■ Что сделать
A – Повторите часть отрывка о рассказе Шаламова между словами «А дальше к зэкам» и «статье на лесосплаве.» включительно.
B – Напишите продолжение отрывка о рассказе Шаламова, начиная сразу после его последней фразы.

■ Предложенный отрывок
+++

Люди знакомые с морозом?
- Салехард.
То есть, минус 50 это уже серьезно для вас? Я бы хотел, чтобы мы с вами сензитивно опустились именно на эту отметку. 50 - что это такое: птицы падают, стоит туман и нужно прокладывать шарф, чтобы в бронхах не прерывалось дыхание, на таком морозе можно путешествовать лишь короткими перебежками между укромными теплыми уголками. А в этом рассказе Шаламова люди в плохой одежде, питание очень плохое и постоянный изнемождающий труд. Читаю дальше:
«Немногие направления - столовая, больница, вахта - угадывались неведомо как приобретенным инстинктом, сродни тому чувству направления, которым в полной мере обладают животные и которое в подходящих условиях просыпается и в человеке. Градусник рабочим не давали. Да это и не было нужно, выходить на работу приходилось при любых градусах. К тому же старожилы почти точно определяли мороз без градусника: если стоит морозный туман, значит, на улице сорок градусов ниже нуля; если воздух при дыхании выходит с шумом, но дышать еще не трудно - значит, сорок пять градусов; если дыхание шумно и заметна одышка - пятьдесят градусов. Свыше пятидесяти пяти градусов - плевок замерзает на лету. Плевки замерзали на лету уже две недели.
Каждое утро Поташников просыпался с надеждой - не упал ли мороз?»
Прототипом этого героя выступает сам Шаламов.
«Мороз, тот самый, который обращал в лед слюну на лету, добрался и до человеческой души. Если могли промерзнуть кости, мог промерзнуть и отупеть мозг, могла промерзнуть и душа. На морозе нельзя было думать ни о чем. Все было просто. В холод и голод мозг снабжался питанием плохо, клетки мозга сохли - это был явный материальный процесс, и бог его знает, был ли этот процесс обратимым, как говорят в медицине, подобно отморожению, или разрушения были навечны. Так и душа - она промерзла, сжалась и, может быть, навсегда останется холодной. Все эти мысли были у Поташникова раньше - теперь не оставалось ничего, кроме желания перетерпеть, переждать мороз живым.
Нужно было, конечно, раньше искать каких-то путей спасения. Таких путей было не много. Можно было стать бригадиром или смотрителем, вообще держаться около начальства. Или около кухни. Но на кухню были сотни конкурентов, а от бригадирства Поташников отказался еще год назад, дав себе слово не позволять насиловать чужую человеческую волю здесь. Даже ради собственной жизни он не хотел, чтобы умиравшие товарищи бросали в него свои предсмертные проклятия. Поташников ждал смерти со дня на день, и день, кажется, подошел».
А дальше к зэкам пришла удача. Вы знаете, кто такой бригадир? Это ваш парень, он приходит по вашу душу. Надсмотрщик, соглядатай. Который норму отмеряет и следит. Так в чем же удача? Дело в том, что однажды в оленьей шапке пришел конвой с зоны набирать на легкую работу из доходяг. 58 статья УК - это была измена родине и по ней сидела в основном “дохлая интеллигенция”. Например, профессор Лосев, в другое время работал по этой статье на лесосплаве.
- Сахаров.

+++

■ Исходные данные

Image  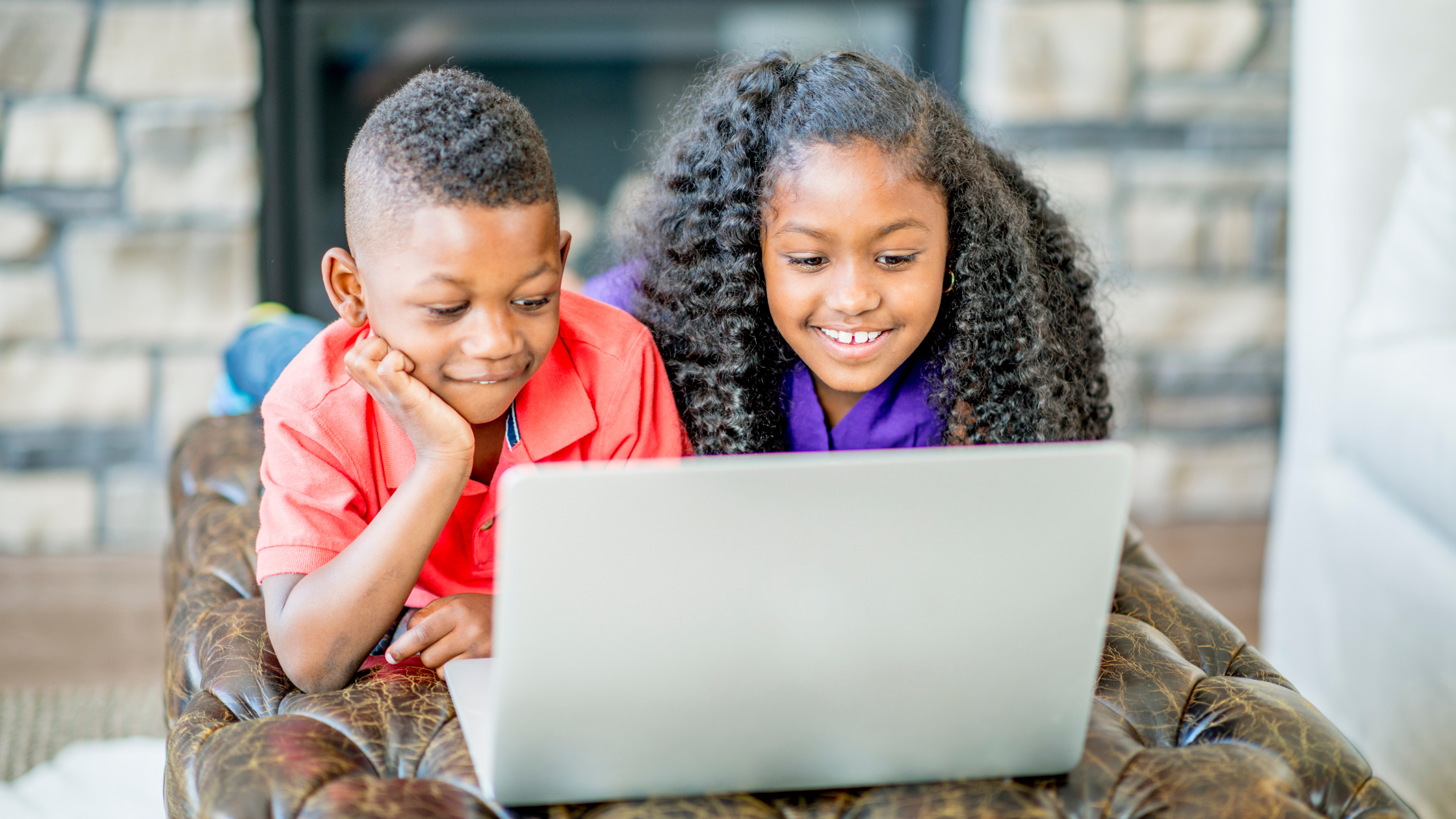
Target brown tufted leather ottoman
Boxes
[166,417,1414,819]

+++

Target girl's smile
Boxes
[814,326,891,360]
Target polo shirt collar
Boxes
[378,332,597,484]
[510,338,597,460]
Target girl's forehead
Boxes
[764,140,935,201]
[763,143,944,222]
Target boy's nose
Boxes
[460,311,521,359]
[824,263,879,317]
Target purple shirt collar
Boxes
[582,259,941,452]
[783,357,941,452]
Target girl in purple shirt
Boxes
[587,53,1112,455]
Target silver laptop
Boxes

+++

■ Ответы к заданиям
A –
А дальше к зэкам пришла удача. Вы знаете, кто такой бригадир? Это ваш парень, он приходит по вашу душу. Надсмотрщик, соглядатай. Который норму отмеряет и следит. Так в чем же удача? Дело в том, что однажды в оленьей шапке пришел конвой с зоны набирать на легкую работу из доходяг. 58 статья УК - это была измена родине и по ней сидела в основном “дохлая интеллигенция”. Например, профессор Лосев, в другое время работал по этой статье на лесосплаве.

B –
Нет, Сахарова не сажали, потому что он водородной бомбой занимался, а потом не было уже такой статьи и его отправили в ссылку. Это все-таки гораздо более поздние времена - 70-е годы. Там уже такого кайфа не было мучить людей, и мучили уже как бы по инерции. Можно было посадить человека в психушку, поставить его на сульфазиновый крест, месяц пройдет, он сам в петлю залезет. Такие были дела, а не так чтобы его надо было выводить на какую-то тяжелую работу и там замучить до смерти. Так работать в 70-е уже было не нужно.
Итак, в зону пришел конвой набирать рабочих. И эти раскормленные люди в овечьих тулупах и теплых унтах, стояли и смотрели на них обмороженных и обессиленных. Я просто перескажу этот момент. Один из конвойных говорит бригадиру - есть ли люди, поработать плотниками. Бригадир говорит, что нет у меня среди этих доходяг никаких плотников. А тот ему в ответ - у меня есть разнарядка, иначе сам пойдешь плотничать. Ну нет их у меня, тут все по 58-й с университетским образованием, какие уж тут плотники?
Раньше, как мне кажется, было университетское образование лучше. Те курсы, которые человек послушал, он мог их потом преподавать, такое было качество образования. Ну и конечно у людей времени не оставалось научиться плотницкому ремеслу. А бригадиру этот конвойный парирует: а если я спрошу и кто-то выйдет. Отвечаешь, что никто не выйдет?!
«Эй, ребята внимание, управлению нужны плотники, делать короба для возки грунта.
Все молчали.
И вот Поташников вдруг услышал свой собственный голос: Есть, я плотник. И сделал шаг вперед. С правого фланга молча шагнул другой человек. Это был Григорьев.
Человек в оленей шапке повернулся к бригадиру: ах ты шляпа и дерьмо, я тобой еще займусь, а вы ребята пошли за мной».
- Потом бригадир им отомстит.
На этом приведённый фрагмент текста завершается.